*WHAT TO WORK ON*
a - For the text on adhesion prevention below, state whether each statement agrees with it. Answer yes or no and quote the deciding words of the text. (i) Adhesions are a $20 billion per year problem in the U.S. (ii) Dr. Lyons developed the Laparoscopic Supracervical Hysterectomy in 1995. (iii) The center performs only open surgery.
b - From the text on adhesion prevention below, extract word for word everything from "Thomas L. Lyons, MD, Center" down to "Hysterectomy in 1989.".

*TEXT SHOWN*
* * * *
Thomas L. Lyons, MD, Center for Women's Care & Reproductive Surgery

This study on adhesions barriers and the study we're conducting with Olympus to visualize endometriosis more easily are both extremely important.

Adhesions, or scars that sometimes form internally in reaction to surgery, are a $20 billion per year problem in the U.S., involving pain for patients and expensive corrective techniques. Dr. Tom Lyons’ Center for Women’s Care & Reproductive Surgery is now conducting a study on prevention of adhesions.

“Even though our patients very infrequently experience adhesive disease because we perform only laparoscopic surgery and the incisions are so small, we intend to use this technique on every patient,” said Dr. Lyons, a gynecologic surgery pioneer who developed the Laparoscopic Supracervical Hysterectomy in 1989.
* * * *
*GIVEN RECORDS*
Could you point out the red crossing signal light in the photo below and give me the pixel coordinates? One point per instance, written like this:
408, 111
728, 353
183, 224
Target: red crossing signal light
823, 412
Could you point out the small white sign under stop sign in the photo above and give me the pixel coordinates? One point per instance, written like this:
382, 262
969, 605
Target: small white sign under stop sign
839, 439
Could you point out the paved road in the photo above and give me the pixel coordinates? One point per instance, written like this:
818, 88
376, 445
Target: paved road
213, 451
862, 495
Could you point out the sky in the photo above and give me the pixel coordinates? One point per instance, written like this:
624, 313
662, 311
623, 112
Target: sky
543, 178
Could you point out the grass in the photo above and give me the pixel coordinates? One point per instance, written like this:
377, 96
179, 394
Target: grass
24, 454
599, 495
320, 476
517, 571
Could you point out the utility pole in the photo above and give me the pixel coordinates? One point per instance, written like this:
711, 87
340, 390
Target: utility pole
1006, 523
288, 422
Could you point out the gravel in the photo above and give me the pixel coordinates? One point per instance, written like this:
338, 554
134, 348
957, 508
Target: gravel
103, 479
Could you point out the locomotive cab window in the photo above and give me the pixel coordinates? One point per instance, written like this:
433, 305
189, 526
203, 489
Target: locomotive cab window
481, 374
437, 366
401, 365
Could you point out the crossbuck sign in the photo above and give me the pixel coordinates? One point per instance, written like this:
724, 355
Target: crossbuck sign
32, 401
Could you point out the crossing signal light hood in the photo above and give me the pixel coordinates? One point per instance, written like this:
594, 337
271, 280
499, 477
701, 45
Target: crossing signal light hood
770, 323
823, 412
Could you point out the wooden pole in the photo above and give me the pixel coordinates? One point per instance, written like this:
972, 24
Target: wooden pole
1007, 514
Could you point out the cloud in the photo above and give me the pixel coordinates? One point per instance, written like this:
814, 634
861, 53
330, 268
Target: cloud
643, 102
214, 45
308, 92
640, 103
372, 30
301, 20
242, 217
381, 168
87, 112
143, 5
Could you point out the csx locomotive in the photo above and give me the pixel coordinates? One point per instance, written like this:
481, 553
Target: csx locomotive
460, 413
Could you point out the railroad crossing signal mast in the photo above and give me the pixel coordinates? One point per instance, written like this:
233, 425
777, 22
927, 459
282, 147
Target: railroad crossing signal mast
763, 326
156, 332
* * * *
*OUTPUTS IN ORDER*
a -
(i) Yes: "are a $20 billion per year problem in the U.S."
(ii) No: "developed the Laparoscopic Supracervical Hysterectomy in 1989"
(iii) No: "we perform only laparoscopic surgery"

b -
Thomas L. Lyons, MD, Center for Women's Care & Reproductive Surgery

This study on adhesions barriers and the study we're conducting with Olympus to visualize endometriosis more easily are both extremely important.

Adhesions, or scars that sometimes form internally in reaction to surgery, are a $20 billion per year problem in the U.S., involving pain for patients and expensive corrective techniques. Dr. Tom Lyons’ Center for Women’s Care & Reproductive Surgery is now conducting a study on prevention of adhesions.

“Even though our patients very infrequently experience adhesive disease because we perform only laparoscopic surgery and the incisions are so small, we intend to use this technique on every patient,” said Dr. Lyons, a gynecologic surgery pioneer who developed the Laparoscopic Supracervical Hysterectomy in 1989.